=== Problem ===
Reproduce word for word the part of the Joyce Brothers recollection below that begins at "It didn't work" and stops after "in hearing about.".

=== Excerpt to read ===
I posted this elsewhere but wanted to share my warm memory of Joyce Brothers:
It was the programming person for my law school's speaker group, (before answering machine were the norm). During summer break, my parents had gotten used to people calling at home from offices like those of wonderful speakers like Jane Pauley and Andy Rooney and Ellen Burstyn, to talk over their plans and topics for social issues and entertainment matters, in what was called the "Harvard Law School Forum." (They didn't get paid at a very adamant rule of the law school, but everyone tried to treat them really nicely, of course!).
Joyce Brothers, it happened, decided one evening to just pick up the phone herself rather than have her terrific assistant do it, and my dad got the call while I was out. (For some reason, I remember what i saw that night, The Dance and the Railroad at the Public.) My friend Keith relayed the next day my father having been on the phone with him asking, "Do you know where Freddie is? Dr. Joyce Brothers is trying to reach him."
Keith called me the next day and burst out with [as if I were a patient of Dr. Brothers or something]: "Who the [cuss word deleted] are you that Dr. Joyce Brothers called you? And at home yet?"
It didn't work out with dates for her to speak that year, but I had such lovely conversations with her - and really, she never tried to analyze anything I said, LOL - just a warm, delightful lady, who while she was planning to do a speech, was genuinely interested in what the students would be interested in hearing about.

=== Recorded information ===

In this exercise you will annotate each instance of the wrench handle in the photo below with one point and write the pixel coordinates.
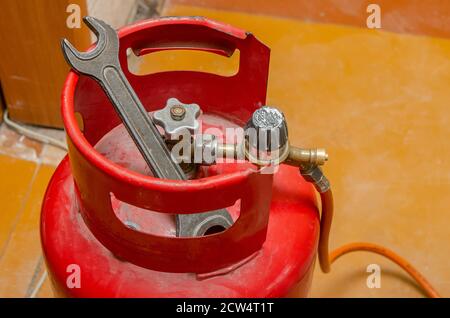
(141, 128)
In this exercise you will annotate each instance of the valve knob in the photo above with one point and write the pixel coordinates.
(177, 118)
(266, 136)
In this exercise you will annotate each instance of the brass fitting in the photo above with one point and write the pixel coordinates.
(299, 156)
(313, 173)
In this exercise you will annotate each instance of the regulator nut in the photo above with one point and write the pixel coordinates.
(177, 119)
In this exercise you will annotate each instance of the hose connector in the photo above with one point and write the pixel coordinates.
(313, 173)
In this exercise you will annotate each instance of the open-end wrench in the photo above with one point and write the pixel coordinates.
(102, 64)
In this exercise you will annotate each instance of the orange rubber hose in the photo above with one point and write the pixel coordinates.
(326, 259)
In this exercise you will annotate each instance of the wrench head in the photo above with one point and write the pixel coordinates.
(105, 52)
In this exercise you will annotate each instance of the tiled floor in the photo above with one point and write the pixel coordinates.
(25, 169)
(377, 101)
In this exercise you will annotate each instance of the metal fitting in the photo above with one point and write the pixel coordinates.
(205, 149)
(266, 137)
(299, 156)
(313, 174)
(177, 119)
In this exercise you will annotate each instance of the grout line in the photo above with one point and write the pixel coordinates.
(21, 211)
(34, 281)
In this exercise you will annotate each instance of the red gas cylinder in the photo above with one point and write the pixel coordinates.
(107, 221)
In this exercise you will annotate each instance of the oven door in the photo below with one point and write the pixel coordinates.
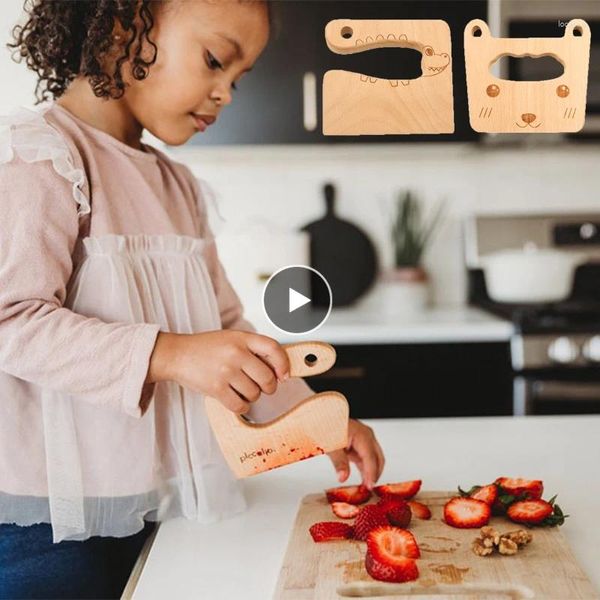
(534, 395)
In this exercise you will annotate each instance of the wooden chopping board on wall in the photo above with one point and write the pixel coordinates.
(545, 569)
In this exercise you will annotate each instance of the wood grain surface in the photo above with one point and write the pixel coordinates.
(359, 104)
(317, 425)
(549, 106)
(544, 569)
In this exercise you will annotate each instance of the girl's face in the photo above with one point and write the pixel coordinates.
(204, 48)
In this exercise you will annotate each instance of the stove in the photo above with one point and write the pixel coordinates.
(555, 348)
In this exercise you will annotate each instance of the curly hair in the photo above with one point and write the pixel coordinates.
(63, 39)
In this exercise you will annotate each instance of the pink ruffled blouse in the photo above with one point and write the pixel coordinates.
(101, 247)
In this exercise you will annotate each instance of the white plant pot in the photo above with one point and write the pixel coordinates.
(399, 293)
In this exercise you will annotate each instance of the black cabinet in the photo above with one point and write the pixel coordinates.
(422, 380)
(270, 108)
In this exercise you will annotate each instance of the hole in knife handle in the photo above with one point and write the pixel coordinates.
(310, 360)
(344, 373)
(496, 591)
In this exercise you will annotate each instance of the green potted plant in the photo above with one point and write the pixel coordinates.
(406, 285)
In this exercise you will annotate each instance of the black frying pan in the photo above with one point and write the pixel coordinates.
(342, 253)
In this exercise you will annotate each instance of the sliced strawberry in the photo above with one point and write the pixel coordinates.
(403, 489)
(485, 493)
(419, 510)
(352, 494)
(344, 510)
(521, 489)
(466, 513)
(369, 517)
(400, 570)
(326, 531)
(386, 543)
(532, 512)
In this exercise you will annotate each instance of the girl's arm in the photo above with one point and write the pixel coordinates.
(288, 393)
(41, 341)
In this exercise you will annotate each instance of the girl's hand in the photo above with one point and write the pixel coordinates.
(364, 450)
(234, 367)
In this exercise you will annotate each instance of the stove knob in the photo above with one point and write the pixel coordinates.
(591, 349)
(563, 350)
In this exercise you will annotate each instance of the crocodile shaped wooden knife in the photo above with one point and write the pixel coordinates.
(317, 425)
(358, 104)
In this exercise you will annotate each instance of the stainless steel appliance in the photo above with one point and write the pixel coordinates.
(555, 348)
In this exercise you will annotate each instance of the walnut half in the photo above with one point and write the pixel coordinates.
(507, 546)
(507, 543)
(520, 536)
(480, 548)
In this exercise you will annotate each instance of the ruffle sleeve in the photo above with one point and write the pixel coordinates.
(25, 133)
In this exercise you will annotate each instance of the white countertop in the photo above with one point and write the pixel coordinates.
(241, 557)
(442, 324)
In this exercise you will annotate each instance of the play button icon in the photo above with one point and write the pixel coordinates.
(296, 300)
(288, 299)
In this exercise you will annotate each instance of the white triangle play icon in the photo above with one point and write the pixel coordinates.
(296, 300)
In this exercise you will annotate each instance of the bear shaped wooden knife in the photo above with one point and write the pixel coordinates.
(505, 106)
(358, 104)
(317, 425)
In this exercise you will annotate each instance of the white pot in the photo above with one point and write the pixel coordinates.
(530, 275)
(399, 292)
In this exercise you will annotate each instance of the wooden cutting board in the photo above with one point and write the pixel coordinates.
(545, 569)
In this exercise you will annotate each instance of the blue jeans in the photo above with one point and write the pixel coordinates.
(31, 566)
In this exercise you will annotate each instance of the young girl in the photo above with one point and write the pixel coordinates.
(116, 317)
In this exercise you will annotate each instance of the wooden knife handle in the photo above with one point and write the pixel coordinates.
(310, 358)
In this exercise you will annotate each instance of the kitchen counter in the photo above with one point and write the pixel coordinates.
(361, 325)
(241, 557)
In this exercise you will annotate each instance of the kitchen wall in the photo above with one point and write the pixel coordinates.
(284, 185)
(281, 186)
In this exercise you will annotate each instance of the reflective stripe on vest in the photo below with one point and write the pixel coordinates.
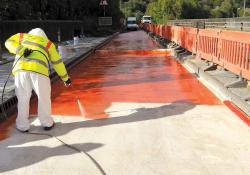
(56, 62)
(20, 38)
(48, 44)
(18, 49)
(38, 45)
(64, 76)
(35, 60)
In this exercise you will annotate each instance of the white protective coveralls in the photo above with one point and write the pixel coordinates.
(25, 81)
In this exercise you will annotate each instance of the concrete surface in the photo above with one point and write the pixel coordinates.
(144, 115)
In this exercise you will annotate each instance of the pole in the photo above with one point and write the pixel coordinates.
(244, 7)
(104, 10)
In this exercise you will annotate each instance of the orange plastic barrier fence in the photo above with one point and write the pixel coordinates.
(208, 44)
(229, 49)
(190, 41)
(235, 52)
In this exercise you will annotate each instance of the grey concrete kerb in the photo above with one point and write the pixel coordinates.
(214, 85)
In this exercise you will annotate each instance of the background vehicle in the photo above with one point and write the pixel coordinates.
(132, 23)
(146, 19)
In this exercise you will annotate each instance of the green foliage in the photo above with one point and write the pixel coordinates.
(162, 10)
(56, 9)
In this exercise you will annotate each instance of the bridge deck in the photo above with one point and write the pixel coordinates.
(135, 110)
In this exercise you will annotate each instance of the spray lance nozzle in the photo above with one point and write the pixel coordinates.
(27, 52)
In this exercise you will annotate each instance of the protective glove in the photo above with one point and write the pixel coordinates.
(67, 83)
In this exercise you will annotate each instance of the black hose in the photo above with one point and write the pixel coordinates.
(2, 105)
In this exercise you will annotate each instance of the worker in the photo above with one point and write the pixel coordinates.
(33, 52)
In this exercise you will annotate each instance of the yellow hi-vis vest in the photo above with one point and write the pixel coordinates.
(36, 61)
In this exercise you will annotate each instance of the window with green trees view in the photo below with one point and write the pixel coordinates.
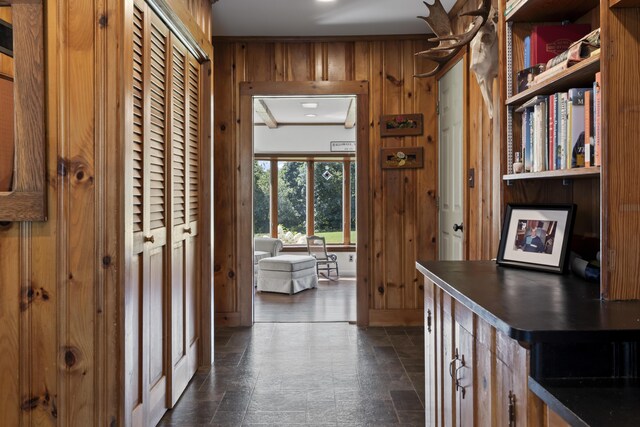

=== Solution below ===
It didn't work out with dates for her to speak that year, but I had such lovely conversations with her - and really, she never tried to analyze anything I said, LOL - just a warm, delightful lady, who while she was planning to do a speech, was genuinely interested in what the students would be interested in hearing about.